*What to produce:* Convert the lines below into a Markdown table with two columns, Row and Line. Put a row number in Row and the full line in Line, and leave out any blank lines.

Point placement records:
========

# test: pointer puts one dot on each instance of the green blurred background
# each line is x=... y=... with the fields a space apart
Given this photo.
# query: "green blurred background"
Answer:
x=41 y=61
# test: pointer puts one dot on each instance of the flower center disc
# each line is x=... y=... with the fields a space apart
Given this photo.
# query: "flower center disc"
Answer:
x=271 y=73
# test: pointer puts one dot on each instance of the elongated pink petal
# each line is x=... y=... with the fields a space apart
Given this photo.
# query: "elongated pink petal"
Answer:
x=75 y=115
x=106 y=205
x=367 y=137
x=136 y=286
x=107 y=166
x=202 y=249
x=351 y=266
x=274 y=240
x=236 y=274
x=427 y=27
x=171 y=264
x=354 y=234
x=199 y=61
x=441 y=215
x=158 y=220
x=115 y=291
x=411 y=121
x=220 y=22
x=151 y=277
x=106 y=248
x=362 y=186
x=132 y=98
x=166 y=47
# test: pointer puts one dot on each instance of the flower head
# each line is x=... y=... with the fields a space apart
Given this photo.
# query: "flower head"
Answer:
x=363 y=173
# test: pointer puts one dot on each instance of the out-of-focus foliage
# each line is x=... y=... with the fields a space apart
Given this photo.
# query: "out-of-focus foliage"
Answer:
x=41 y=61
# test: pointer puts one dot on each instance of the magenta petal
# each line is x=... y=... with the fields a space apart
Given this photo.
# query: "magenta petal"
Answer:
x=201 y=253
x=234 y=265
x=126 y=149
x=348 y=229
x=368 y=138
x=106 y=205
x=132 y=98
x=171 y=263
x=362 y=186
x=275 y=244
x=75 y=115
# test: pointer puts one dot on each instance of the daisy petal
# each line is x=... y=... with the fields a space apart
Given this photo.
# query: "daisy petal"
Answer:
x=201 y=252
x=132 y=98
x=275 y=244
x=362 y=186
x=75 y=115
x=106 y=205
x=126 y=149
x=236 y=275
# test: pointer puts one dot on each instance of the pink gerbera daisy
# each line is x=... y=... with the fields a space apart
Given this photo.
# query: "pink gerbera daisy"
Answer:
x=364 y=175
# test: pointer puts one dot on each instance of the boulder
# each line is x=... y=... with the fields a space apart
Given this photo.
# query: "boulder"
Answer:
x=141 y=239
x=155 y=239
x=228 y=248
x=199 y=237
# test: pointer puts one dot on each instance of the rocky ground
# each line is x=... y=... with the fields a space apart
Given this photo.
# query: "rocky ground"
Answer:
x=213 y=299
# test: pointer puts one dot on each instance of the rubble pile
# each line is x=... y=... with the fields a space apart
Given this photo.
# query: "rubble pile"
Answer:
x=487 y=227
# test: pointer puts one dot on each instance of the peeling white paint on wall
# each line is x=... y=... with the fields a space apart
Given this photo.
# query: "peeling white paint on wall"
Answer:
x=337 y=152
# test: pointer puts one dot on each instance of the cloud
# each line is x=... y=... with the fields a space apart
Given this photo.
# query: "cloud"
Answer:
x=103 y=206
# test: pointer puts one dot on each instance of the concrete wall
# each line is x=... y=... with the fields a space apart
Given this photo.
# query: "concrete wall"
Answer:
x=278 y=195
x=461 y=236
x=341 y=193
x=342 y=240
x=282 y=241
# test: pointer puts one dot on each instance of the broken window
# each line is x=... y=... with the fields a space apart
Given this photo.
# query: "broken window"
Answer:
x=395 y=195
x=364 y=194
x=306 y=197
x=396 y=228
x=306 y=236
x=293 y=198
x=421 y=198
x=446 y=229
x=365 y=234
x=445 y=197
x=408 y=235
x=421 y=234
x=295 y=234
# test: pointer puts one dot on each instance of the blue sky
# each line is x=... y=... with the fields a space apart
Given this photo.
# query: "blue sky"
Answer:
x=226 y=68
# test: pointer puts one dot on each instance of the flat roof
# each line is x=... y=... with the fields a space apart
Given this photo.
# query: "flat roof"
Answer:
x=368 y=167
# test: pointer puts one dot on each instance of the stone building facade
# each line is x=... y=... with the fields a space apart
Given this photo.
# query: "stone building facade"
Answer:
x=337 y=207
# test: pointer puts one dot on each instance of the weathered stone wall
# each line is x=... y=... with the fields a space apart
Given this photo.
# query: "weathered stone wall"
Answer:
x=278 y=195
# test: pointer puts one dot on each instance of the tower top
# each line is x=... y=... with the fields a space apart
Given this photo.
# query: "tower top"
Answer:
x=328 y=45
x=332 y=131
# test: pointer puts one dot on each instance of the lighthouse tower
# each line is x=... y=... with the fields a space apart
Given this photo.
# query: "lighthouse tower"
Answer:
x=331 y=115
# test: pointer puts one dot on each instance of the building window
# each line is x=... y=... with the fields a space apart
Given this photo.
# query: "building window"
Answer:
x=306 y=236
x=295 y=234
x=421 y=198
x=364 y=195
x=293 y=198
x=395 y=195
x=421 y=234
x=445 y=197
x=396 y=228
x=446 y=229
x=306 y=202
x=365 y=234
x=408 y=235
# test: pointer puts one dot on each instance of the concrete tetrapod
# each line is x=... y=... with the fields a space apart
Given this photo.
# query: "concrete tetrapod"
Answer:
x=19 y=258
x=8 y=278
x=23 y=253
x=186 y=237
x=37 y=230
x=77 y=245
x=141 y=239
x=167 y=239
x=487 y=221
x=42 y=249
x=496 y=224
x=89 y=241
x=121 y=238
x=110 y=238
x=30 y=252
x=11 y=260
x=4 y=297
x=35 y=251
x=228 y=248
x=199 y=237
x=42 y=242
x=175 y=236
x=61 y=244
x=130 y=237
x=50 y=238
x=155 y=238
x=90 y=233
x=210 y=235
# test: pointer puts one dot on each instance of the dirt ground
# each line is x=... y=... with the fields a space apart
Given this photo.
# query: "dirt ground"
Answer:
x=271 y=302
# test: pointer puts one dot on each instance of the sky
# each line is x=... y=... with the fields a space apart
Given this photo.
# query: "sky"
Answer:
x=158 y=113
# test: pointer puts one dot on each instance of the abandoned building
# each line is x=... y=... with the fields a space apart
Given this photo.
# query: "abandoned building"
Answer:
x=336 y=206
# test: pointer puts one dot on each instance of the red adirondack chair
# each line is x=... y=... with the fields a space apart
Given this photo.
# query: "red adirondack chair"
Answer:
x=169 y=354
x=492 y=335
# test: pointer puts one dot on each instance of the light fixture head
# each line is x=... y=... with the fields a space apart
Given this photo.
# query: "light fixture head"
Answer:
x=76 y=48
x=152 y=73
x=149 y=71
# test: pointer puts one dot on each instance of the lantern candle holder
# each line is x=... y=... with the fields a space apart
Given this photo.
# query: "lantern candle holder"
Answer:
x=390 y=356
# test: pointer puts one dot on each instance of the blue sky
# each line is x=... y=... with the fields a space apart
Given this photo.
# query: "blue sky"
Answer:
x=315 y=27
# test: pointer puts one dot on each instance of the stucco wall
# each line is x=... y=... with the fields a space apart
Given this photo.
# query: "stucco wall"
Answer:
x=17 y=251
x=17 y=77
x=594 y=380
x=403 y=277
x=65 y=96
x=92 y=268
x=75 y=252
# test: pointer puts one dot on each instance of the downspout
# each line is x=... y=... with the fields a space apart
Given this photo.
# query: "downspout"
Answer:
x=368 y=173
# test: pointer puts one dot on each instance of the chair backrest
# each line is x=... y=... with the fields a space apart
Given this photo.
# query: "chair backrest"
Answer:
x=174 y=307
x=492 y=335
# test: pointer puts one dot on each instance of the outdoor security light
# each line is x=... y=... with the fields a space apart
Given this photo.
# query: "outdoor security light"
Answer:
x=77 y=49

========

*Result:*
| Row | Line |
|---|---|
| 1 | # test: pointer puts one dot on each instance of the green blurred background |
| 2 | # each line is x=... y=... with the fields a space apart |
| 3 | Given this photo. |
| 4 | # query: "green blurred background" |
| 5 | Answer: |
| 6 | x=41 y=61 |
| 7 | # test: pointer puts one dot on each instance of the flower center disc |
| 8 | # each line is x=... y=... with the fields a space apart |
| 9 | Given this photo. |
| 10 | # query: "flower center disc" |
| 11 | Answer: |
| 12 | x=271 y=73 |
| 13 | # test: pointer puts one dot on each instance of the elongated pink petal |
| 14 | # each line is x=... y=... with the fields a space apart |
| 15 | Given this photo. |
| 16 | # query: "elongated pink petal" |
| 17 | Answer: |
| 18 | x=75 y=115 |
| 19 | x=106 y=205 |
| 20 | x=367 y=137 |
| 21 | x=136 y=286 |
| 22 | x=107 y=166 |
| 23 | x=202 y=249 |
| 24 | x=351 y=266 |
| 25 | x=274 y=240 |
| 26 | x=236 y=274 |
| 27 | x=427 y=27 |
| 28 | x=171 y=264 |
| 29 | x=354 y=234 |
| 30 | x=199 y=61 |
| 31 | x=441 y=215 |
| 32 | x=158 y=220 |
| 33 | x=115 y=291 |
| 34 | x=411 y=121 |
| 35 | x=220 y=22 |
| 36 | x=151 y=277 |
| 37 | x=106 y=248 |
| 38 | x=362 y=186 |
| 39 | x=132 y=98 |
| 40 | x=166 y=47 |
| 41 | # test: pointer puts one dot on each instance of the flower head |
| 42 | # each line is x=... y=... with the fields a space apart |
| 43 | Given this photo. |
| 44 | # query: "flower head" |
| 45 | Answer: |
| 46 | x=363 y=173 |
| 47 | # test: pointer puts one dot on each instance of the out-of-focus foliage |
| 48 | # each line is x=... y=... with the fields a space apart |
| 49 | Given this photo. |
| 50 | # query: "out-of-focus foliage" |
| 51 | Answer: |
| 52 | x=41 y=61 |
| 53 | # test: pointer puts one dot on each instance of the magenta petal |
| 54 | # each line is x=... y=... with the fields a space apart |
| 55 | Given this photo. |
| 56 | # query: "magenta petal" |
| 57 | Answer: |
| 58 | x=201 y=253 |
| 59 | x=234 y=265 |
| 60 | x=126 y=149 |
| 61 | x=348 y=229 |
| 62 | x=368 y=138 |
| 63 | x=106 y=205 |
| 64 | x=132 y=98 |
| 65 | x=171 y=263 |
| 66 | x=362 y=186 |
| 67 | x=275 y=244 |
| 68 | x=75 y=115 |
| 69 | # test: pointer puts one dot on each instance of the daisy petal |
| 70 | # each line is x=... y=... with the fields a space apart |
| 71 | Given this photo. |
| 72 | # query: "daisy petal" |
| 73 | Answer: |
| 74 | x=201 y=252 |
| 75 | x=132 y=98 |
| 76 | x=275 y=244 |
| 77 | x=362 y=186 |
| 78 | x=75 y=115 |
| 79 | x=106 y=205 |
| 80 | x=126 y=149 |
| 81 | x=236 y=275 |
| 82 | # test: pointer puts one dot on each instance of the pink gerbera daisy |
| 83 | # each line is x=... y=... with the fields a space apart |
| 84 | Given this photo. |
| 85 | # query: "pink gerbera daisy" |
| 86 | Answer: |
| 87 | x=364 y=175 |
| 88 | # test: pointer puts one dot on each instance of the boulder |
| 89 | # each line is x=... y=... with the fields a space apart |
| 90 | Given this photo. |
| 91 | # query: "boulder" |
| 92 | Answer: |
| 93 | x=141 y=239 |
| 94 | x=155 y=239 |
| 95 | x=228 y=248 |
| 96 | x=199 y=237 |
| 97 | # test: pointer puts one dot on each instance of the rocky ground |
| 98 | # each line is x=... y=... with the fields a space apart |
| 99 | Given this photo. |
| 100 | # query: "rocky ground" |
| 101 | Answer: |
| 102 | x=213 y=299 |
| 103 | # test: pointer puts one dot on each instance of the rubble pile |
| 104 | # each line is x=... y=... with the fields a space apart |
| 105 | Given this photo. |
| 106 | # query: "rubble pile" |
| 107 | Answer: |
| 108 | x=487 y=227 |
| 109 | # test: pointer puts one dot on each instance of the peeling white paint on wall |
| 110 | # each line is x=... y=... with the fields a space apart |
| 111 | Given this photo. |
| 112 | # query: "peeling white paint on wall" |
| 113 | Answer: |
| 114 | x=337 y=152 |
| 115 | # test: pointer puts one dot on each instance of the cloud |
| 116 | # each line is x=... y=... with the fields a space apart |
| 117 | Given this photo. |
| 118 | # query: "cloud" |
| 119 | Answer: |
| 120 | x=103 y=206 |
| 121 | # test: pointer puts one dot on each instance of the concrete wall |
| 122 | # each line is x=... y=... with the fields a space apart |
| 123 | Given this photo. |
| 124 | # query: "concrete wall" |
| 125 | Answer: |
| 126 | x=278 y=195 |
| 127 | x=461 y=236 |
| 128 | x=341 y=193 |
| 129 | x=342 y=240 |
| 130 | x=282 y=241 |
| 131 | # test: pointer puts one dot on each instance of the broken window |
| 132 | # each line is x=... y=... with the fields a space apart |
| 133 | Given this photo. |
| 134 | # query: "broken window" |
| 135 | Answer: |
| 136 | x=395 y=195 |
| 137 | x=364 y=194 |
| 138 | x=306 y=197 |
| 139 | x=396 y=228 |
| 140 | x=306 y=236 |
| 141 | x=293 y=198 |
| 142 | x=421 y=198 |
| 143 | x=446 y=229 |
| 144 | x=365 y=234 |
| 145 | x=445 y=197 |
| 146 | x=408 y=235 |
| 147 | x=421 y=234 |
| 148 | x=295 y=234 |
| 149 | # test: pointer puts one dot on each instance of the blue sky |
| 150 | # each line is x=... y=... with the fields a space apart |
| 151 | Given this photo. |
| 152 | # query: "blue sky" |
| 153 | Answer: |
| 154 | x=226 y=68 |
| 155 | # test: pointer puts one dot on each instance of the flat roof |
| 156 | # each line is x=... y=... with the fields a space apart |
| 157 | Given this photo. |
| 158 | # query: "flat roof" |
| 159 | Answer: |
| 160 | x=368 y=167 |
| 161 | # test: pointer puts one dot on each instance of the stone building facade |
| 162 | # each line is x=... y=... with the fields a space apart |
| 163 | Given this photo. |
| 164 | # query: "stone building facade" |
| 165 | Answer: |
| 166 | x=337 y=207 |
| 167 | # test: pointer puts one dot on each instance of the weathered stone wall |
| 168 | # each line is x=... y=... with the fields a space apart |
| 169 | Given this photo. |
| 170 | # query: "weathered stone wall" |
| 171 | Answer: |
| 172 | x=278 y=195 |
| 173 | # test: pointer puts one dot on each instance of the tower top |
| 174 | # each line is x=... y=... with the fields a space apart |
| 175 | Given this photo. |
| 176 | # query: "tower top" |
| 177 | Answer: |
| 178 | x=328 y=45 |
| 179 | x=332 y=131 |
| 180 | # test: pointer puts one dot on each instance of the lighthouse tower |
| 181 | # each line is x=... y=... with the fields a space apart |
| 182 | Given this photo. |
| 183 | # query: "lighthouse tower" |
| 184 | Answer: |
| 185 | x=331 y=115 |
| 186 | # test: pointer puts one dot on each instance of the building window |
| 187 | # each line is x=... y=... with the fields a space apart |
| 188 | Given this photo. |
| 189 | # query: "building window" |
| 190 | Answer: |
| 191 | x=306 y=236 |
| 192 | x=295 y=234 |
| 193 | x=421 y=198 |
| 194 | x=364 y=195 |
| 195 | x=293 y=198 |
| 196 | x=395 y=195 |
| 197 | x=421 y=234 |
| 198 | x=445 y=197 |
| 199 | x=396 y=228 |
| 200 | x=446 y=229 |
| 201 | x=306 y=202 |
| 202 | x=365 y=234 |
| 203 | x=408 y=235 |
| 204 | # test: pointer puts one dot on each instance of the concrete tetrapod |
| 205 | # each line is x=... y=... with the fields a space apart |
| 206 | Given this photo. |
| 207 | # query: "concrete tetrapod" |
| 208 | Answer: |
| 209 | x=19 y=258 |
| 210 | x=8 y=278 |
| 211 | x=23 y=253 |
| 212 | x=186 y=237 |
| 213 | x=37 y=230 |
| 214 | x=77 y=245 |
| 215 | x=141 y=239 |
| 216 | x=167 y=239 |
| 217 | x=487 y=221 |
| 218 | x=42 y=249 |
| 219 | x=496 y=224 |
| 220 | x=89 y=241 |
| 221 | x=121 y=238 |
| 222 | x=110 y=238 |
| 223 | x=30 y=252 |
| 224 | x=11 y=260 |
| 225 | x=4 y=297 |
| 226 | x=35 y=251 |
| 227 | x=228 y=248 |
| 228 | x=199 y=237 |
| 229 | x=42 y=242 |
| 230 | x=175 y=236 |
| 231 | x=61 y=244 |
| 232 | x=130 y=237 |
| 233 | x=50 y=238 |
| 234 | x=155 y=238 |
| 235 | x=90 y=233 |
| 236 | x=210 y=235 |
| 237 | # test: pointer puts one dot on each instance of the dirt ground |
| 238 | # each line is x=... y=... with the fields a space apart |
| 239 | Given this photo. |
| 240 | # query: "dirt ground" |
| 241 | Answer: |
| 242 | x=271 y=302 |
| 243 | # test: pointer puts one dot on each instance of the sky |
| 244 | # each line is x=... y=... with the fields a space apart |
| 245 | Given this photo. |
| 246 | # query: "sky" |
| 247 | Answer: |
| 248 | x=158 y=113 |
| 249 | # test: pointer puts one dot on each instance of the abandoned building |
| 250 | # each line is x=... y=... with the fields a space apart |
| 251 | Given this photo. |
| 252 | # query: "abandoned building" |
| 253 | Answer: |
| 254 | x=336 y=206 |
| 255 | # test: pointer puts one dot on each instance of the red adirondack chair |
| 256 | # each line is x=... y=... with the fields a space apart |
| 257 | Given this photo. |
| 258 | # query: "red adirondack chair" |
| 259 | Answer: |
| 260 | x=169 y=354 |
| 261 | x=492 y=335 |
| 262 | # test: pointer puts one dot on each instance of the light fixture head |
| 263 | # each line is x=... y=... with the fields a space apart |
| 264 | Given this photo. |
| 265 | # query: "light fixture head" |
| 266 | Answer: |
| 267 | x=76 y=48 |
| 268 | x=152 y=73 |
| 269 | x=149 y=71 |
| 270 | # test: pointer puts one dot on each instance of the lantern candle holder |
| 271 | # each line is x=... y=... with the fields a space apart |
| 272 | Given this photo. |
| 273 | # query: "lantern candle holder" |
| 274 | Answer: |
| 275 | x=390 y=356 |
| 276 | # test: pointer puts one dot on each instance of the blue sky |
| 277 | # each line is x=... y=... with the fields a space apart |
| 278 | Given this photo. |
| 279 | # query: "blue sky" |
| 280 | Answer: |
| 281 | x=315 y=27 |
| 282 | # test: pointer puts one dot on each instance of the stucco wall |
| 283 | # each line is x=... y=... with the fields a space apart |
| 284 | Given this photo. |
| 285 | # query: "stucco wall" |
| 286 | Answer: |
| 287 | x=17 y=251 |
| 288 | x=17 y=77 |
| 289 | x=594 y=380 |
| 290 | x=403 y=277 |
| 291 | x=65 y=96 |
| 292 | x=92 y=268 |
| 293 | x=75 y=252 |
| 294 | # test: pointer puts one dot on each instance of the downspout |
| 295 | # each line is x=... y=... with the fields a space apart |
| 296 | Given this photo. |
| 297 | # query: "downspout" |
| 298 | Answer: |
| 299 | x=368 y=173 |
| 300 | # test: pointer puts one dot on each instance of the chair backrest |
| 301 | # each line is x=... y=... with the fields a space apart |
| 302 | Given this photo. |
| 303 | # query: "chair backrest" |
| 304 | Answer: |
| 305 | x=174 y=307 |
| 306 | x=492 y=335 |
| 307 | # test: pointer puts one dot on each instance of the outdoor security light |
| 308 | # each line is x=... y=... with the fields a space apart |
| 309 | Given this photo. |
| 310 | # query: "outdoor security light" |
| 311 | Answer: |
| 312 | x=77 y=49 |